*TEXT BLOCK*.

The program code may execute entirely on a mobile device or partly on the mobile device as a stand-alone software package; partly on the mobile device and partly on a remote computer or remote computing device or entirely on the remote computer or server or computing device. In the latter scenario, the remote computer may be connected to the mobile device through any type of network, including a local area network (LAN) or a wide area network (WAN), or the connection may be made to the internet through a mobile operator network (e.g. a cellular network).

A system and method is provided of intent based dynamic generation of personalized answers (content) from dynamic sources. FIG. 1 shows a first part of the method.

A user/customer asks a question on an issue or an unknown 101. A customer may ask a question either using a browser e.g. performing a search like function or using an app on a mobile device to do the same. An app installed on a mobile device may be used by the customer to ask a question about a product or a service that the organization (e.g. a mobile network operator) is providing to the user. In this disclosure customer questions/comments/complaints are also collectively referred to as customer question.

The system may also acquire and use contextual information from the user devices e.g. mobile phone, SmartTV and the OSS/BSS to increase the accuracy of the assembled information.

A question is received at the remote server 102. The customer may send the question/comment/complaint using an app that may be installed on a mobile device e.g. a Smartphone. The remote server may be accessible over a network e.g. Internet or LAN (Local Area Network). In one embodiment a server may be a standalone computer that is connected to the internet or other network while in other embodiments it may refer to a set of networked computing devices.

In certain embodiments the search/querying functionality may be embedded in an app or software application that is installed on a device. In one embodiment the app of invention may be downloaded from an AppStore.

In one embodiment device information may be gathered and acquired from the mobile device to supplement the question posed by the customer/user. Information that can be gathered from the device may include but is not limited to: the device make, model and manufacture information, OS and firmware versions; applications (commonly referred to as “apps”) installed on the device; apps and processes running on the device; certificates on the device; user profile information; the character of any passcode used to authenticate a user (e.g. whether a password/passcode is used and the relative strength of that password, such as the number of characters); information regarding whether the device operating system has been tampered with by the user (e.g. an iOS device has been jailbroken, or a Google Android device has been rooted); and the data usage e.g. the amount of MB or GB used for a given billing period, the amount data used while roaming, or the relative amount compared to a data plan used by the user, stored WiFi networks, devices paired with a Bluetooth connection, etc.

*EXCERPTED DATA*.
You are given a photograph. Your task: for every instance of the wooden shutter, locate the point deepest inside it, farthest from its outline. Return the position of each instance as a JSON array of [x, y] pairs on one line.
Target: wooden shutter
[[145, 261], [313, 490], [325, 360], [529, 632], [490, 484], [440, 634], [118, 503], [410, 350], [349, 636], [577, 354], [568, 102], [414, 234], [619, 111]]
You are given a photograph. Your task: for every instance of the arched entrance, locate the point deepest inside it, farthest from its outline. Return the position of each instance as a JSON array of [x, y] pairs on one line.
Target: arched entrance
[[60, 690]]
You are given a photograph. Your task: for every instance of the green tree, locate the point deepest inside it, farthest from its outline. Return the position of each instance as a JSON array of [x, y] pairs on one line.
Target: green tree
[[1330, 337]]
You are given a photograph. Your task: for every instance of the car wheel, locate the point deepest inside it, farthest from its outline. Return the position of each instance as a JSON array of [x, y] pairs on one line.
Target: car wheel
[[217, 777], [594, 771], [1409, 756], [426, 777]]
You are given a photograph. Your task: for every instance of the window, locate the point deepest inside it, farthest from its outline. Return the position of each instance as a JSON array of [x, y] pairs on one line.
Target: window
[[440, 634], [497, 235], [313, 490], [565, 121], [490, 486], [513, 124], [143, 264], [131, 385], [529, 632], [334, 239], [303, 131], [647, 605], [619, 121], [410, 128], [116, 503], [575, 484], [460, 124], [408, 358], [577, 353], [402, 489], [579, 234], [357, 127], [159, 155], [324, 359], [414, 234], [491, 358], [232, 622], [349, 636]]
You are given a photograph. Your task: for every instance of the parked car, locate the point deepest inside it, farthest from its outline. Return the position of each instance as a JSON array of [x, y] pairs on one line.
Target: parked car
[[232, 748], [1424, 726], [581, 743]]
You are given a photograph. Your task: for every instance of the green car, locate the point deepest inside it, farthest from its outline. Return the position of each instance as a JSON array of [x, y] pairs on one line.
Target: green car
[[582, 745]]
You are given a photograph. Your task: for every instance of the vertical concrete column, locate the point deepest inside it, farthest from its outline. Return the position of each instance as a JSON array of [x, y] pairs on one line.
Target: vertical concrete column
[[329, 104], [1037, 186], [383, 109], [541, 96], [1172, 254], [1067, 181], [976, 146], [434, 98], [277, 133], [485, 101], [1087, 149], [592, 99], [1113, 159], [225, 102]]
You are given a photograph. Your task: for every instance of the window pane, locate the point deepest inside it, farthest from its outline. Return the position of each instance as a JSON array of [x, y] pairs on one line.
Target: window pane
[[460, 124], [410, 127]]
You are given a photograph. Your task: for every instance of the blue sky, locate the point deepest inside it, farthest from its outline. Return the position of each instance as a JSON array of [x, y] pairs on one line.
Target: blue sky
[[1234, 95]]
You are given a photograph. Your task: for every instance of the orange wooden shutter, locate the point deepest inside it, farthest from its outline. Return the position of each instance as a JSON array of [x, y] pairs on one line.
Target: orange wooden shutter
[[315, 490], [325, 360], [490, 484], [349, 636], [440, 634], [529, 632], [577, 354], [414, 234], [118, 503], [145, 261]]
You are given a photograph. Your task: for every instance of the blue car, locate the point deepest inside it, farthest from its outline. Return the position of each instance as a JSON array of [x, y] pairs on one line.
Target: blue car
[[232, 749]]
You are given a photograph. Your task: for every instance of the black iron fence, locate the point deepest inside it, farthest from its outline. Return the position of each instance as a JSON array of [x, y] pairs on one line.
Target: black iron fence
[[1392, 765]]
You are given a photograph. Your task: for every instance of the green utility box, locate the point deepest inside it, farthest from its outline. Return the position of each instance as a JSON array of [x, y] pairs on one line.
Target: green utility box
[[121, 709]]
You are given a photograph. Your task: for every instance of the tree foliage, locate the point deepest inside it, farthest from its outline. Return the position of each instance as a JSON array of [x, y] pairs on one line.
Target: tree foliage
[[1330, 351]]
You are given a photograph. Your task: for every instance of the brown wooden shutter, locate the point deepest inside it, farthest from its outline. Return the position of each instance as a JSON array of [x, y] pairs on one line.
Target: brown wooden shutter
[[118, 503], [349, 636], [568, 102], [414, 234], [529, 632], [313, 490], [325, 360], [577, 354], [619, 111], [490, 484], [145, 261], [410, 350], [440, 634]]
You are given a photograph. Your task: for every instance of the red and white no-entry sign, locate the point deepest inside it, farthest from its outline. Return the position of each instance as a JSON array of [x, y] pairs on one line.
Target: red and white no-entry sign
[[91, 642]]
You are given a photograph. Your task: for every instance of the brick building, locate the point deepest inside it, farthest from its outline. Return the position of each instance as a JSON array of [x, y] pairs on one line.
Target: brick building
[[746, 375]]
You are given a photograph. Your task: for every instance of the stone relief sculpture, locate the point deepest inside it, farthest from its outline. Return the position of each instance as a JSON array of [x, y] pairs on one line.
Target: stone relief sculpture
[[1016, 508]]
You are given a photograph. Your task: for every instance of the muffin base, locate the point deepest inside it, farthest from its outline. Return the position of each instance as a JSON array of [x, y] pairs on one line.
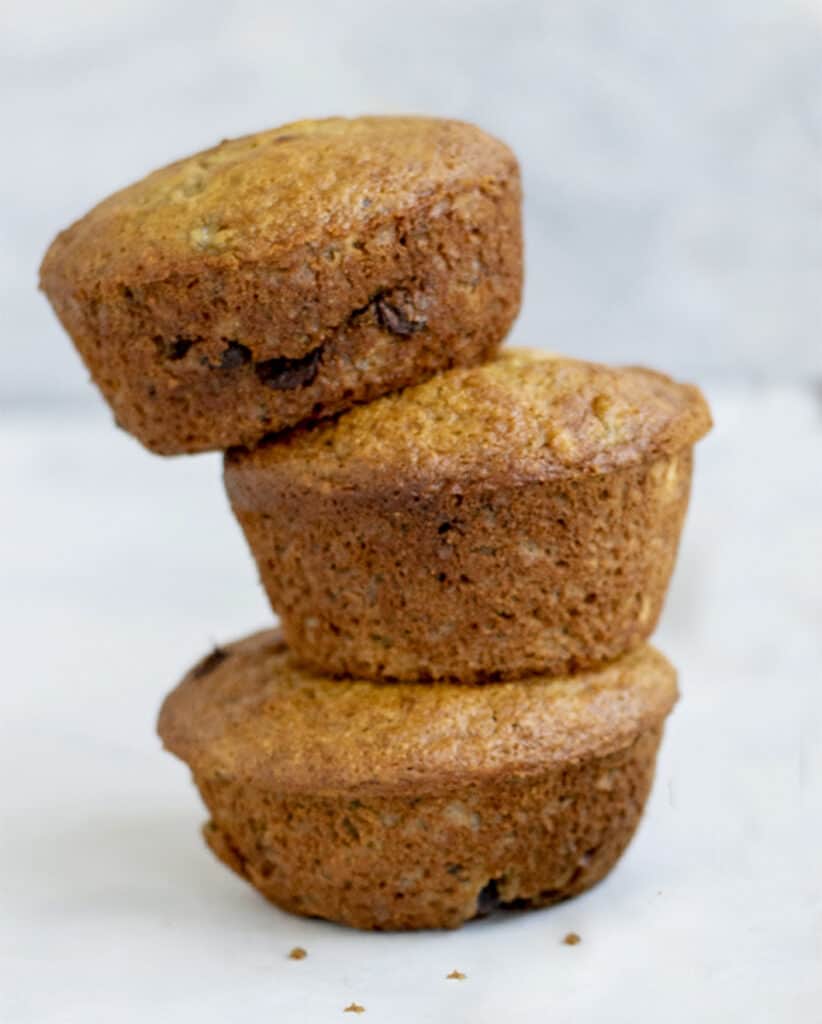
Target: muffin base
[[436, 860]]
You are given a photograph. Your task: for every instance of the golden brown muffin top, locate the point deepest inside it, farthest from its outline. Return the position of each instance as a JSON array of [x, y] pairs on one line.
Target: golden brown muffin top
[[247, 712], [527, 415], [273, 195]]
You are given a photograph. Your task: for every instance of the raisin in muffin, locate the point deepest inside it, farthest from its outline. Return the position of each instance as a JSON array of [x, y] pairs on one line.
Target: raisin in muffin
[[514, 518], [290, 274], [417, 805]]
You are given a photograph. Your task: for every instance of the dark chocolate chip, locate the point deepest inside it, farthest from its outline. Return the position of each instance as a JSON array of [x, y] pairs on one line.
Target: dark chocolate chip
[[209, 663], [234, 355], [288, 375], [488, 898], [393, 320], [179, 347]]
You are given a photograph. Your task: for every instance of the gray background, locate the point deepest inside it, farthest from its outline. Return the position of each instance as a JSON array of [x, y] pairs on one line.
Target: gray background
[[671, 152]]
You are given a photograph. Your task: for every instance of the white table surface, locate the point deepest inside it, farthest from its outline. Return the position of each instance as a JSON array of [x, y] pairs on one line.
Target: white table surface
[[120, 569]]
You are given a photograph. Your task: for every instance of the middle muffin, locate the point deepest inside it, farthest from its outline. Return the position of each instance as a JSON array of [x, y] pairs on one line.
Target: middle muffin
[[514, 518]]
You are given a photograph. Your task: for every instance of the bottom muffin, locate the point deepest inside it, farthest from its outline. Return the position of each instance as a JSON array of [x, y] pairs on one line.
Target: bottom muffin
[[416, 805]]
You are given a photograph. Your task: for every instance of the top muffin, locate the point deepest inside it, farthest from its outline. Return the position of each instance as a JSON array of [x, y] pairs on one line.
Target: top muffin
[[289, 274]]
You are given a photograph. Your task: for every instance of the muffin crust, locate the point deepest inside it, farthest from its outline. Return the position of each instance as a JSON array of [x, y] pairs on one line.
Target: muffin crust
[[415, 805], [289, 274], [515, 518]]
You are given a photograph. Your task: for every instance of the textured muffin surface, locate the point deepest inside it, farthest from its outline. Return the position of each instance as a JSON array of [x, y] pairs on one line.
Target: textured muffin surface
[[415, 805], [509, 519], [252, 710], [291, 273]]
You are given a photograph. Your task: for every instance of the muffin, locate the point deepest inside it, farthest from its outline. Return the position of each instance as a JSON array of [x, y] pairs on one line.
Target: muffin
[[416, 805], [494, 522], [289, 274]]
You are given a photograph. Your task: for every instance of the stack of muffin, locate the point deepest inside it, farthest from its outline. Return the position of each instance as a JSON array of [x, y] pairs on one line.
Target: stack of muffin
[[467, 551]]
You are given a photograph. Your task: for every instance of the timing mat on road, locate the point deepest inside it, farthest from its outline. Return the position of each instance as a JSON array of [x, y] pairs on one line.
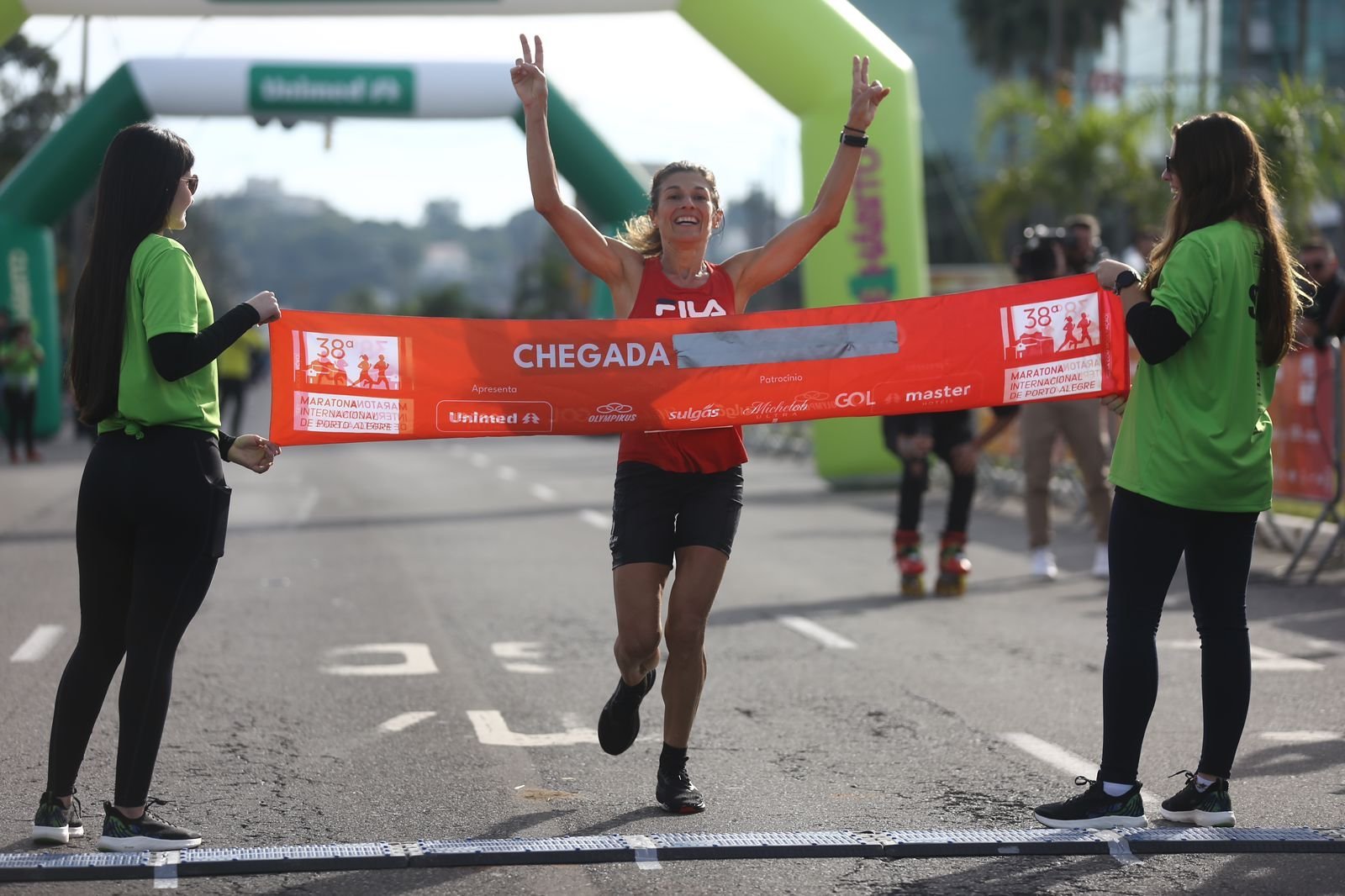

*PROBLEMS*.
• a. In the passage on generating personalized answers, where may the app be downloaded from in one embodiment?
• b. Resume the passage on generating personalized answers after its last sentence, keeping its style.

*EXPECTED RESULTS*.
• a. From an AppStore.

• b.
The system may gather and send this device information at the same time as the customer asks the question. Alternatively, the device information can be gathered and sent on demand at a later time.

In one embodiment, the app, in addition to the device information e.g. device make, model, OS and firmware versions etc., may extract other information from the device, such as the error logs, types of errors, number of errors, severity of errors, number and frequency of crashes of the device, etc.

The system converts the question into text if the question is in non-text format (e.g. voice) 103.

The customer's question may be received in a text format by typing or using a touch screen interface on a mobile device like a Smartphone or a tablet. In other embodiments the customer may ask the question using voice (or vocal commands) and the communication may be converted to text format using Speech to Text technologies. Other embodiments may use other methods of input.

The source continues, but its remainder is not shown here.